Roche Nimblegen and 454 Life Sciences present sequence capture microarrays and a genome sequencer, to speed sample preparation and sequencing for research on cancer and diabetes.
Targeted resequencing allows scientists to capture only the regions of interest of the human genome and then use high-throughput sequencing to assess genetic variation within the captured DNA fragments.
The use of Nimblegen sequence capture products simplifies the capture of these genomic regions when compared with traditional laboratory methods, allowing researchers to progress to the sequencing stage much quicker.
Nimblegen sequence capture microarrays and 454 sequencing are integral research tools for sequencing service provider labs, such as Genoscope - CEA in Paris, France.
The head of its Department of Genomic Resources, Dr Gandabor Gyapay, said: 'In our work studying rare monogenic diseases, it is virtually impossible by PCR methods to prepare samples for sequencing if the interval, where the disease gene is localised, is more than a few hundred kilobases.
'Using Nimblegen sequence 385K microarrays, we are able to capture megabase-sized regions and sequence our samples using the genome sequencer FLX instrument.' Dr Gyapay added: 'Roche Nimblegen's detailed protocol is very useful, and it guides you through the procedure in a clear and illustrative fashion.
'At every quality control step you are given a figure showing the expected results.' As an early adopter of Nimblegen sequence capture microarrays in Canada, Dr John McPherson, platform leader, Cancer Genomics and High-Throughput Screening, Ontario Institute for Cancer Research, has firmly established this technology in his lab.

● To do
1) Reproduce the passage on sequence capture microarrays between "Nimblegen sequence capture microarrays and" and "few hundred kilobases.", inclusive.
2) Carry the passage on sequence capture microarrays further, picking up after its last sentence.

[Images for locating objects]

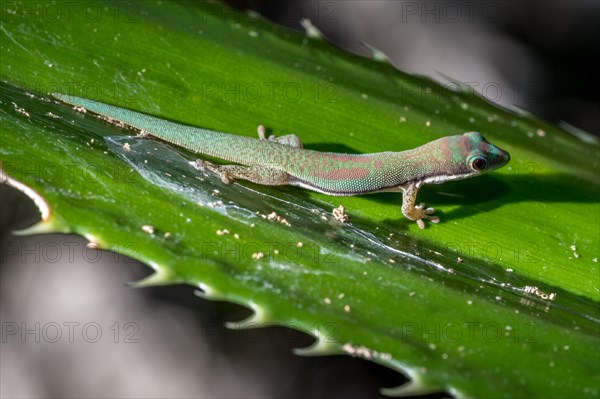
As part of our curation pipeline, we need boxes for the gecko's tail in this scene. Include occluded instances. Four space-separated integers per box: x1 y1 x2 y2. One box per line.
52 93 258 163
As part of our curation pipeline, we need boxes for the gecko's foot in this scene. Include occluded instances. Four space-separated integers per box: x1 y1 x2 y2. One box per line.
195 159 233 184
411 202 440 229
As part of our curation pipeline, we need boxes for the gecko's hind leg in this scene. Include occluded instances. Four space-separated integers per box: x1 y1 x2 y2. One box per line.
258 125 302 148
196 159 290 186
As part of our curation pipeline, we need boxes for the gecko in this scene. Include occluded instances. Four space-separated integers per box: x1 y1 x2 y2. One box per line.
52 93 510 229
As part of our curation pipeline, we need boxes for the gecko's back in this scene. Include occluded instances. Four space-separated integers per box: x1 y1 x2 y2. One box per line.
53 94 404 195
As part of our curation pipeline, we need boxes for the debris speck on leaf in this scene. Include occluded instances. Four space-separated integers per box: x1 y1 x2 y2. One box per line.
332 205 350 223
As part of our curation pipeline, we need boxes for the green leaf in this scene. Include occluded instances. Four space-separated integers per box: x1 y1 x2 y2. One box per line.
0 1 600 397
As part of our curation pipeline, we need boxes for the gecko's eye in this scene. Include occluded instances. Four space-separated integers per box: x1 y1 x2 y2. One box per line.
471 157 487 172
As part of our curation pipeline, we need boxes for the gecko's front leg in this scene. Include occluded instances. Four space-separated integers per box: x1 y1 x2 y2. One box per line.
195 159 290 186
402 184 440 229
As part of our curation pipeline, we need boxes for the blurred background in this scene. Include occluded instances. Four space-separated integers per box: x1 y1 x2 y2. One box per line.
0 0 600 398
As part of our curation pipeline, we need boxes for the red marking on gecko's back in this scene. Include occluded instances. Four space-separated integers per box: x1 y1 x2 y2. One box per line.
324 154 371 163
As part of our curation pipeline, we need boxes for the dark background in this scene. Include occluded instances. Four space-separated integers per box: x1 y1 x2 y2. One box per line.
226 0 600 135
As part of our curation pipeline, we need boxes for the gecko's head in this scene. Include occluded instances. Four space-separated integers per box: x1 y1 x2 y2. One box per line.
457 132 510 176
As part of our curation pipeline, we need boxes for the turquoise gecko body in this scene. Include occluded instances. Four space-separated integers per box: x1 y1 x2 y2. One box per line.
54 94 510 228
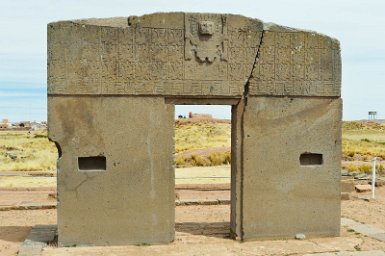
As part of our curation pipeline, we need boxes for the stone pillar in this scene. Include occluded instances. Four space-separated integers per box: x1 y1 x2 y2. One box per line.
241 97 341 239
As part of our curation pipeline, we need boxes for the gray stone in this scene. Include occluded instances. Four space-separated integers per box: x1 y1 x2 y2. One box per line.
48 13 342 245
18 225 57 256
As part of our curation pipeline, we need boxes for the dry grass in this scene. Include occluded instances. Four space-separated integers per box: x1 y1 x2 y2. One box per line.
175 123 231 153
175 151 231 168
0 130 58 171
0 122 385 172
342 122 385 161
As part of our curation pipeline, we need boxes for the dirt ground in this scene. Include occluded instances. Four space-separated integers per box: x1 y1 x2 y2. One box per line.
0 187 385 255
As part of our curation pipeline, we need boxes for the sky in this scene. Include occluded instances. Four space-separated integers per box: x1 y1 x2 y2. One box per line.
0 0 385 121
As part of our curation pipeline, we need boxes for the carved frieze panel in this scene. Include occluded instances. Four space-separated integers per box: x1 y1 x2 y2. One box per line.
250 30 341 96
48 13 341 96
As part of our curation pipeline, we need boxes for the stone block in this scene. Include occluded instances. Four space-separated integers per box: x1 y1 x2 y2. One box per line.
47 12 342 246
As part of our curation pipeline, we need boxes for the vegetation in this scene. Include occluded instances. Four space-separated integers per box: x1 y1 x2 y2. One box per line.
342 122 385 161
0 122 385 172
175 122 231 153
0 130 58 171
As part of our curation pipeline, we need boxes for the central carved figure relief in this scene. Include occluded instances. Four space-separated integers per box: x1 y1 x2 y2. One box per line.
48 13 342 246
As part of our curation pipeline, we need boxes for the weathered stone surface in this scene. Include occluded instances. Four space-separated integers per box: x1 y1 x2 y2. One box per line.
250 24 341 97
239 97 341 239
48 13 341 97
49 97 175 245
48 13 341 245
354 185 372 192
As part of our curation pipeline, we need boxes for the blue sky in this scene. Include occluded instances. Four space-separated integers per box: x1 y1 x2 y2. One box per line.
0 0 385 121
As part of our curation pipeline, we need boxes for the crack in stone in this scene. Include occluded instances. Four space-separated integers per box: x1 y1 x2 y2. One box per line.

● Task-by-task outputs
1)
Nimblegen sequence capture microarrays and 454 sequencing are integral research tools for sequencing service provider labs, such as Genoscope - CEA in Paris, France.
The head of its Department of Genomic Resources, Dr Gandabor Gyapay, said: 'In our work studying rare monogenic diseases, it is virtually impossible by PCR methods to prepare samples for sequencing if the interval, where the disease gene is localised, is more than a few hundred kilobases.

2)
'Targeted resequencing enables us to analyse more genomes, as whole-genome sequencing is still too expensive for the number of samples we want to process.
'We were able to get enrichment of targeted regions on our first attempt and are still optimising the protocol, and have adapted it for use with other sequencing platforms.' In January, Roche Nimblegen launched its human exome product, which uses an optimised design algorithm (launched on the 385K platform in October last year) to provide the highest-performance Nimblegen sequence capture array designs to date.
This optimised design helps capture all target regions with equal efficiency, and reduces the overall sequencing needed, reducing costs.
The human exome product is a Nimblegen sequence capture microarray built on the high- density HD2 (2.1 million long oligonucleotide probes) platform.
This product allows the capture of nearly all regions of the human genome that code for proteins (around 180,000 human coding exons and 700 miRNA exons) on a single array.
It gives researchers an easy, cost-effective system (compared to conventional PCR methods) for exon sample preparation in generating hypotheses for studies aimed at unravelling the complexity of human genetic variation.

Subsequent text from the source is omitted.